We show that \(\mathsf {LPKE} \) indeed satisfies the four properties of a lossy encryption scheme with efficient weak opening.

Theorem 2

If \(\mathsf {MCon} \) is secure and the output of H statistically indistinguishable from uniform for random input then \(\mathsf {LPKE} \) is a lossy encryption scheme with efficient weak opening.


Correctness for real keys. Given a real public key \( pk := (\mathcal {MG}_{k}, mat )\) and secret key \( sk := (\mathcal {MG}_{k}, \mathbf {{T}})\) returned by \(\mathsf {Gen} (1^\lambda )\) as well as a ciphertext \(c:= ([\vec {c} _0]_i, \vec {c} _1)\), correctness of decryption follows from the equation

$$\begin{aligned} \begin{array}{lll} H([\mathbf {{T}}\vec {c} _0]_i) \oplus \vec {c} _1 &{}=&{} H([\mathbf {{T}}\vec {c} _0]_i) \oplus H([\mathbf {{A}}_1 \vec {w}]_i) \oplus \vec {m} \\ &{}=&{} H([\mathbf {{T}} \mathbf {{A}}_0 \vec {w}]_i) \oplus H([\mathbf {{A}}_1 \vec {w}]_i) \oplus \vec {m} \\ &{}=&{} H([\mathbf {{A}}_1 \vec {w}]_i) \oplus H([\mathbf {{A}}_1 \vec {w}]_i) \oplus \vec {m} \\ \end{array} \end{aligned}$$

Indistinguishability of real keys from lossy keys. It follows from the security of \(\mathsf {MCon} \) that a real public key \((\mathcal {MG}_{k}, mat )\) generated by \(\mathsf {Gen} (1^\lambda )\) is indistinguishable from a lossy one \((\mathcal {MG}_{k}, mat ')\) generated by \(\mathsf {LGen} (1^\lambda )\).

▸ Listed entries
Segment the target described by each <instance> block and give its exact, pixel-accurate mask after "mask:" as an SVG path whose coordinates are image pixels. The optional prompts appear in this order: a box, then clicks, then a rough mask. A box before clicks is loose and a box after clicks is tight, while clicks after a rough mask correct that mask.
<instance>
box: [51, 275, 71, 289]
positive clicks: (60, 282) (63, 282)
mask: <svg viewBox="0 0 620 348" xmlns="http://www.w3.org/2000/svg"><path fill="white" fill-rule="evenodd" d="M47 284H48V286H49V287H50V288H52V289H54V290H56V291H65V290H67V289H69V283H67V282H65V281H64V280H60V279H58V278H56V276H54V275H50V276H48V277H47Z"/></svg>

▸ Work task 1
Answer these questions using the lossy encryption passage.
(a) What two conditions does Theorem 2 require for LPKE to be a lossy encryption scheme with efficient weak opening?
(b) What two components make up the secret key sk?
(c) Which algorithm generates a lossy public key?
▸ Work task 2
Continue the lossy encryption passage from its last sentence.
The entries above are separate from the lossy encryption passage.

▸ Response area 1
(a) MCon must be secure, and the output of H must be statistically indistinguishable from uniform for random input.
(b) The secret key is made up of MG_k and the matrix T.
(c) LGen(1^λ) generates a lossy public key.

▸ Response area 2
Lossiness of encryption with lossy keys. Consider the matrix \([\mathbf {{A}}]_i \leftarrow \mathsf {Constr} (\mathcal {MG}_{k}, mat )\), where \( mat \) is computed by \(\mathsf {LGen} (1^\lambda )\). This matrix has full rank, so the linear map defined by \(\mathbf {{A}}\) as \(\vec w \mapsto \mathbf {{A}}\vec w\) is bijective. Thus, for uniformly random \(\vec w\), \([\vec {c} _0]_i=[\mathbf {{A}}_0 \vec {w}]_i\) is uniformly random over \(G_i^\ell \) and \([\mathbf {{A}}_1 \vec {w}]_i\) is uniformly random over \(G_i^{n-\ell }\) (even when \(\mathbf {{A}}\) is given).

Now, since by assumption the output of H is statistically close to uniform for uniformly random input, \(H([\mathbf {{A}}_1 \vec {w}]_i)\oplus \vec {m} \) will also be statistically close to uniform over \(\{0,1\}^{n-\ell }\) for any string \(\vec m\).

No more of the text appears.